Image point annotation entries
-.-.-

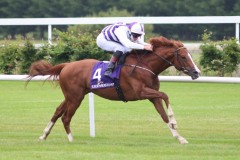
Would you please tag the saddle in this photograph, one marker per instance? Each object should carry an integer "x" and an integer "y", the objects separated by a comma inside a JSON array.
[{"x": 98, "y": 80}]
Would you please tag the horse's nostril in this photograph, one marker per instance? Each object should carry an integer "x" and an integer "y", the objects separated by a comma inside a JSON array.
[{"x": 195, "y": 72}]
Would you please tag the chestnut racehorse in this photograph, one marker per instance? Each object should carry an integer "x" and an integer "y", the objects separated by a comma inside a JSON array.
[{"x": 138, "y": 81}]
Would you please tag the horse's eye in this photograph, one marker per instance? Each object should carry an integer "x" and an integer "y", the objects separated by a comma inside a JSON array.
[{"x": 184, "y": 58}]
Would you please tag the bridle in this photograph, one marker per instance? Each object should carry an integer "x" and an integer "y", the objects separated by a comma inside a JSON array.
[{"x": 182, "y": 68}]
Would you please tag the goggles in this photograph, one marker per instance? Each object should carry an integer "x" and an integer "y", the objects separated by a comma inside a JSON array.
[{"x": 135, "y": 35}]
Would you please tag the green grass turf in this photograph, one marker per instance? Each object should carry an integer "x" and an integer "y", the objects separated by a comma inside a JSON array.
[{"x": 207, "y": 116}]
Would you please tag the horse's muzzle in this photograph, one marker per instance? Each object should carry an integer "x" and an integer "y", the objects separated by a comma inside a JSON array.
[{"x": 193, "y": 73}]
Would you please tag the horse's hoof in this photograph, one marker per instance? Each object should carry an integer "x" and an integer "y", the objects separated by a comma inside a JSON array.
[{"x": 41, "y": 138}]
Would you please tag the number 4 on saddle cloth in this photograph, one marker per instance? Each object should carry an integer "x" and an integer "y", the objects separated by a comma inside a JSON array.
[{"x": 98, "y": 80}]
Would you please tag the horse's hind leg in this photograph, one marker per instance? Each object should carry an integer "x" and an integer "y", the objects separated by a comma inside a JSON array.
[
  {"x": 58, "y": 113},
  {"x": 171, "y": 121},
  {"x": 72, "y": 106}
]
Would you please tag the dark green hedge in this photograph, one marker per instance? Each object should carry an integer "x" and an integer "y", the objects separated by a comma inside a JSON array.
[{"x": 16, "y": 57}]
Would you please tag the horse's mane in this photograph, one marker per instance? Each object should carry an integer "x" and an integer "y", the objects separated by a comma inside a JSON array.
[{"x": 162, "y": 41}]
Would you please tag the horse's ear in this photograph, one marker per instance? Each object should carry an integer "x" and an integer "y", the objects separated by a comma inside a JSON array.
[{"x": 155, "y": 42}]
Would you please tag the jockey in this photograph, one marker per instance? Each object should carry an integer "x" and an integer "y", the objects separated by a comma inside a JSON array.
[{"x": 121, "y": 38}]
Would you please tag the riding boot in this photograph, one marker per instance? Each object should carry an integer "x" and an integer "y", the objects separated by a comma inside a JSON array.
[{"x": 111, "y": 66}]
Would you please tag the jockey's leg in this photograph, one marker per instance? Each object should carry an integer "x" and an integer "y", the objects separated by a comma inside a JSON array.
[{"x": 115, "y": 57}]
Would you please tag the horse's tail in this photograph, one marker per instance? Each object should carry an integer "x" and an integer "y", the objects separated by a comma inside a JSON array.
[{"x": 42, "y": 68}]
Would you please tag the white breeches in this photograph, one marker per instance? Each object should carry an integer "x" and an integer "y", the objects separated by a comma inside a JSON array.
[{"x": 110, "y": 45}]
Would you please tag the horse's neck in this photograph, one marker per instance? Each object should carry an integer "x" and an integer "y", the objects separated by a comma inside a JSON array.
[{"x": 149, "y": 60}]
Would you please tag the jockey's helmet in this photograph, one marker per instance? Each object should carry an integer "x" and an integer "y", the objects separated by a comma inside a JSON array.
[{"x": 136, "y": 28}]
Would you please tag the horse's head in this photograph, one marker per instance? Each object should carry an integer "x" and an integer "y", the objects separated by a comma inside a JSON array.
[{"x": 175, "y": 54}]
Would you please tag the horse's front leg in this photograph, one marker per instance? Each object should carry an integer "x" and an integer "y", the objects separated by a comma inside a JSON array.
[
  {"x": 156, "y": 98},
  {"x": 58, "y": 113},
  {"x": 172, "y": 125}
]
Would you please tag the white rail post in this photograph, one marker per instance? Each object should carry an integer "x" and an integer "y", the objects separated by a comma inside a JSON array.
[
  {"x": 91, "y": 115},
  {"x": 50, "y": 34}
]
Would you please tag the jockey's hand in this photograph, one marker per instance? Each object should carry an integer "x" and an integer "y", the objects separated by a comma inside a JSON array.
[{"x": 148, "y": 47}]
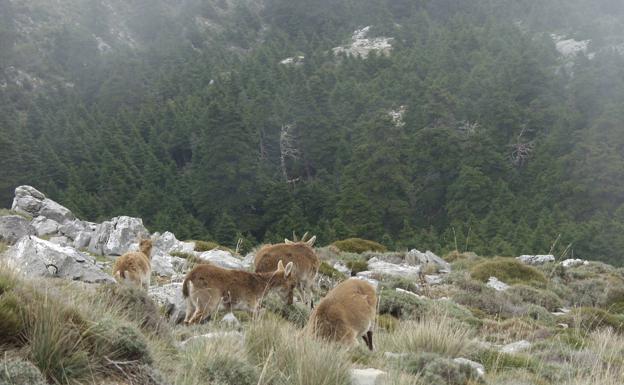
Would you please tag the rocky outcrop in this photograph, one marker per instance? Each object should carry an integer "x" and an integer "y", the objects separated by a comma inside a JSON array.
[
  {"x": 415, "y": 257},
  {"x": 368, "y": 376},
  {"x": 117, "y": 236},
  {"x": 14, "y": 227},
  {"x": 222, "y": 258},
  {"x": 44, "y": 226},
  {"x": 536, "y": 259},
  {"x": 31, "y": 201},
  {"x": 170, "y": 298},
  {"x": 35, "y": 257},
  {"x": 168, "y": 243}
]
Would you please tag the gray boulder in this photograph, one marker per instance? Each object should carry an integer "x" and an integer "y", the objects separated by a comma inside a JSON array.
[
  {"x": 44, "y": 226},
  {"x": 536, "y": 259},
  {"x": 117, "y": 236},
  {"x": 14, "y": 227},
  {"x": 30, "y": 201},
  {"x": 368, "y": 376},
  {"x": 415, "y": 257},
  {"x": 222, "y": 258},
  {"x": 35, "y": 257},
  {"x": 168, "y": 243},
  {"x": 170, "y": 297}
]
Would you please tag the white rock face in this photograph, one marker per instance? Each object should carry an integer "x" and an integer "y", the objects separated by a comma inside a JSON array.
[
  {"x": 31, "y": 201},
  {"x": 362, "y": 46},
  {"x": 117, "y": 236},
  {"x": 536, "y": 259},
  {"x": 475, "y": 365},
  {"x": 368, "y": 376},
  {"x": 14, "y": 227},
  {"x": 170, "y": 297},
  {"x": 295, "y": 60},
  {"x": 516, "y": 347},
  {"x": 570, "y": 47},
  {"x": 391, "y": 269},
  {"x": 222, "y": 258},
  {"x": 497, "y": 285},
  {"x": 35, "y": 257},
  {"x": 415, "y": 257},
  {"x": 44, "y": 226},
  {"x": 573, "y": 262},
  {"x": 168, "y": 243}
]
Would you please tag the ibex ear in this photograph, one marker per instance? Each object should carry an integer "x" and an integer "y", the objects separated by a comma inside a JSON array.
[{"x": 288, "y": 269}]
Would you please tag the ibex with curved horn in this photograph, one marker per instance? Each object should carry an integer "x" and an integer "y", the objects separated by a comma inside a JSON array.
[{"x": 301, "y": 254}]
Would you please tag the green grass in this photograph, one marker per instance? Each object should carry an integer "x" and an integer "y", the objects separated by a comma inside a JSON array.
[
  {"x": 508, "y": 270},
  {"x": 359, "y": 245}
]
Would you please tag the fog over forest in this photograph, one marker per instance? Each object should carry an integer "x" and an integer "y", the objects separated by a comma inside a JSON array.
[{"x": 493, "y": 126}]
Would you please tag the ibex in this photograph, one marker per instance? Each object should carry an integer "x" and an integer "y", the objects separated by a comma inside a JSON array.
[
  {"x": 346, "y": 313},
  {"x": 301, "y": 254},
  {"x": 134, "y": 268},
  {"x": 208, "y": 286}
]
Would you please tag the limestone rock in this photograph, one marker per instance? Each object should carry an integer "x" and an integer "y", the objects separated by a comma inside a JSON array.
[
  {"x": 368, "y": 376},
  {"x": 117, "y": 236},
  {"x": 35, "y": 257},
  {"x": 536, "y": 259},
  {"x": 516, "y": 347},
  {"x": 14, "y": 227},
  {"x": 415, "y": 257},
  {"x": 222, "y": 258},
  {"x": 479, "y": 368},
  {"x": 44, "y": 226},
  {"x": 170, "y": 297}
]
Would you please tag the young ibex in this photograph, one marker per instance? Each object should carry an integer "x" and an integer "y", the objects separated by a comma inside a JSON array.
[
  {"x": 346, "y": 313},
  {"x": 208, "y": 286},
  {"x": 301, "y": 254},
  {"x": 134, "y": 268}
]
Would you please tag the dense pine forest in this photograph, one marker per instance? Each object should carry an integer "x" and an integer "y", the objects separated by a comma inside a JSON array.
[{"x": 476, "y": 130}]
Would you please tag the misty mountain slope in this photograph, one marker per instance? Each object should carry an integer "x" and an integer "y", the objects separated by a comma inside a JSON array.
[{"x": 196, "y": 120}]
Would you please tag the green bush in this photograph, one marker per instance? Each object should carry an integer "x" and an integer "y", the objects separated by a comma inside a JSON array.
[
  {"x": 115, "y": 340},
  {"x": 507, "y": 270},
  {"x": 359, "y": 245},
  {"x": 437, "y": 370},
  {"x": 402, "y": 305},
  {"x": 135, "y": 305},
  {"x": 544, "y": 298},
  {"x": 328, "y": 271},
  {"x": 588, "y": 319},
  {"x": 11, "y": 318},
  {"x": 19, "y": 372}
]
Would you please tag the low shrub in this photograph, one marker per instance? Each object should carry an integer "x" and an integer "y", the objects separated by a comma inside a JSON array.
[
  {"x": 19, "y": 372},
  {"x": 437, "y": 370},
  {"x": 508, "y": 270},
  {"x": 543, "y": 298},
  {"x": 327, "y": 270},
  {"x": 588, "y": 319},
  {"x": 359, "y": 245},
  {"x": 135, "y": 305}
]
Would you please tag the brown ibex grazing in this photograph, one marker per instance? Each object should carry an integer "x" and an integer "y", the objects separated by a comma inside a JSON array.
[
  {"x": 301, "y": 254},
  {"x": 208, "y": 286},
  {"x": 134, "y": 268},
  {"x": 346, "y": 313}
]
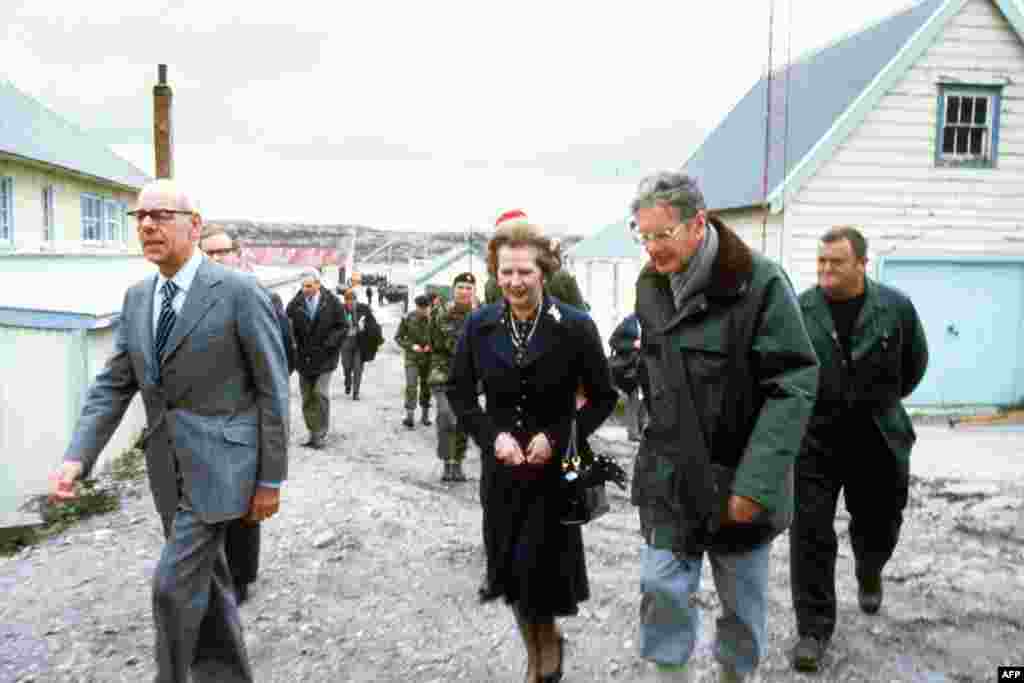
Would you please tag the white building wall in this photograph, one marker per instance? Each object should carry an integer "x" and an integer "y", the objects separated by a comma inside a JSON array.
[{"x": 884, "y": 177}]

-.-.-

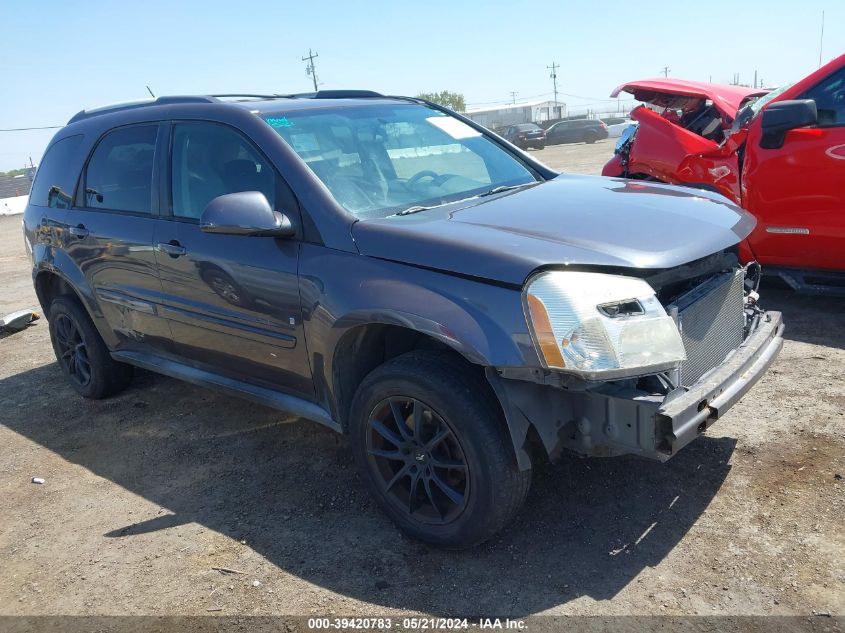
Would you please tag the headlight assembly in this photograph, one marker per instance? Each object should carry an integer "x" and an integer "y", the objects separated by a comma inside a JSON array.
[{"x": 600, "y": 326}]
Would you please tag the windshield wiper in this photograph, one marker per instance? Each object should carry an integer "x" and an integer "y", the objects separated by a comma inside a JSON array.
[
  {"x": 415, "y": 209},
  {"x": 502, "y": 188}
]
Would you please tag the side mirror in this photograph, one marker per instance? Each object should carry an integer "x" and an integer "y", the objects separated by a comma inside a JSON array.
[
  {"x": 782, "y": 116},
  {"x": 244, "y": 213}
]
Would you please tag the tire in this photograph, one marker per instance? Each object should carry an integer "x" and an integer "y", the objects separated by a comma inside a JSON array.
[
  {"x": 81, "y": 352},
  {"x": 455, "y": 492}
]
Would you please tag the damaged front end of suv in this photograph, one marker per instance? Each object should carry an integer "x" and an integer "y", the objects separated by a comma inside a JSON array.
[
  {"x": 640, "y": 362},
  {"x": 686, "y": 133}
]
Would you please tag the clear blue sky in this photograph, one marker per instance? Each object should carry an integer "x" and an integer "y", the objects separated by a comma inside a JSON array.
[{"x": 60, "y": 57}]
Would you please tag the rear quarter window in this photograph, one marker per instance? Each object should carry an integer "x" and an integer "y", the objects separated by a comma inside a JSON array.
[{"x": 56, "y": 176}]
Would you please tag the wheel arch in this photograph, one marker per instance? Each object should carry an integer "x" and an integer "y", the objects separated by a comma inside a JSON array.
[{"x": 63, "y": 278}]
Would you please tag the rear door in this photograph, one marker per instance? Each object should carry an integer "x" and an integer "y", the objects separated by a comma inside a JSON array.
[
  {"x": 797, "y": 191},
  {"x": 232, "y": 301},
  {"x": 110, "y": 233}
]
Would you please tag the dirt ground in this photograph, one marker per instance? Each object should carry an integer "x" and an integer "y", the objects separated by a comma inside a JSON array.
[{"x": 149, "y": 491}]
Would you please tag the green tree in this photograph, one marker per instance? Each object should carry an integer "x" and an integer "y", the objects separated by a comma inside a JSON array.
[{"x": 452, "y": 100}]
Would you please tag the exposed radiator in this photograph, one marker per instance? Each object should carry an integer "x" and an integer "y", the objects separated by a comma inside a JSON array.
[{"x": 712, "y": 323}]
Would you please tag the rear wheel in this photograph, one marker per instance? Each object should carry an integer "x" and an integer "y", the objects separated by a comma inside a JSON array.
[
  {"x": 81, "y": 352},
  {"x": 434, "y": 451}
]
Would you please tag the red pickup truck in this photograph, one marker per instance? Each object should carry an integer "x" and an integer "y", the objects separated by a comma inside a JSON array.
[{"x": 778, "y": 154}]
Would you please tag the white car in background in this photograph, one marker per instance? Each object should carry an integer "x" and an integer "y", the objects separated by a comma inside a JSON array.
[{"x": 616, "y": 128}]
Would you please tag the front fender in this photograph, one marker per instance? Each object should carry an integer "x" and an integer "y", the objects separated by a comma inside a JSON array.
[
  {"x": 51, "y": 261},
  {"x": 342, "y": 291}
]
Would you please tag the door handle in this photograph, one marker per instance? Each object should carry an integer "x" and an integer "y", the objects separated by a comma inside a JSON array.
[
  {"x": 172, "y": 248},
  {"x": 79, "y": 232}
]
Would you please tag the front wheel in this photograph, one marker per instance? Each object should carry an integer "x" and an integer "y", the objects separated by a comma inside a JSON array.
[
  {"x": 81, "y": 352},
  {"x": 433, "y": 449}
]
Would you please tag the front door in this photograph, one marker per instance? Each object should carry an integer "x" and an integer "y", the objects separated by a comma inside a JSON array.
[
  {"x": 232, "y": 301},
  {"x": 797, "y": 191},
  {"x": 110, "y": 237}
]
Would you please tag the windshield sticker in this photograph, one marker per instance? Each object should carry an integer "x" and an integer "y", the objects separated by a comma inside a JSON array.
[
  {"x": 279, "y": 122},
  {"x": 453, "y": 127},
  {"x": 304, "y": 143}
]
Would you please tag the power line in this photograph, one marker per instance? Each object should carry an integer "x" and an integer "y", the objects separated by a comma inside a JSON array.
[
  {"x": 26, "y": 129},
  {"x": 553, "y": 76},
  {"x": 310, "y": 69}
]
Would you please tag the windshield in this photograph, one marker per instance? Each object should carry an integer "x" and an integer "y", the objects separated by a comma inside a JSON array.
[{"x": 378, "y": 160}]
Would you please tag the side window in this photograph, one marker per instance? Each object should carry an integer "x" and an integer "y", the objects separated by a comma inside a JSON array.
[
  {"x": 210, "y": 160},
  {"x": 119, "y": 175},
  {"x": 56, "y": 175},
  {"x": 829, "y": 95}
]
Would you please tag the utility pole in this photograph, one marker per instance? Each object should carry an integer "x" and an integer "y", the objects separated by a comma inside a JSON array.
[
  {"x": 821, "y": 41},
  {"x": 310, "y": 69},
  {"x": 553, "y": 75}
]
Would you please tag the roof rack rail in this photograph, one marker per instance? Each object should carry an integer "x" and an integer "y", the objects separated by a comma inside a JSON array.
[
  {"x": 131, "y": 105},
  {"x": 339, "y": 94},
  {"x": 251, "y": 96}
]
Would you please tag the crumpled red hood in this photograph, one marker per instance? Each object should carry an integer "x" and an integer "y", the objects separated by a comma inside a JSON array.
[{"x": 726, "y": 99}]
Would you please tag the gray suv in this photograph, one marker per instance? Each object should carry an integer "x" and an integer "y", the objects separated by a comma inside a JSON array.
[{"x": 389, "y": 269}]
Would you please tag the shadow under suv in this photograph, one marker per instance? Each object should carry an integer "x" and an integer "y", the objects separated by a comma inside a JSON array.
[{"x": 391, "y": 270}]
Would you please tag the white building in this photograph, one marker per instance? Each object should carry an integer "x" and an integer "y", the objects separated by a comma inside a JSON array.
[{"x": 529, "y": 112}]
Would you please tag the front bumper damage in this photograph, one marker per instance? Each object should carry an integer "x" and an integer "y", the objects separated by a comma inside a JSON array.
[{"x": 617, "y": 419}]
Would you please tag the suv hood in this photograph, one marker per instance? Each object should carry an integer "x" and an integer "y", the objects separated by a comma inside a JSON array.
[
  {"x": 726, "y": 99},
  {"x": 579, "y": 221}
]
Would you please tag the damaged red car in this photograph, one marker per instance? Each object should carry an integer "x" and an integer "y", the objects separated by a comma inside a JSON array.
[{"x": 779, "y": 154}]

-.-.-

:: EXERCISE DIRECTIONS ::
Pick out every line of the material above that contains the word "gray" and copy each one.

:: RESULT BELOW ::
Would you please tag the gray boulder in this photograph, one marker per instance? Each object should carry an integer "x" and an integer "y", the objects separated by a comma inside a JSON array.
Would you please tag the gray suv in this photograph, one marker per instance? Each object should carry an integer "x" and an integer "y", the objects separated by a comma inside a JSON array.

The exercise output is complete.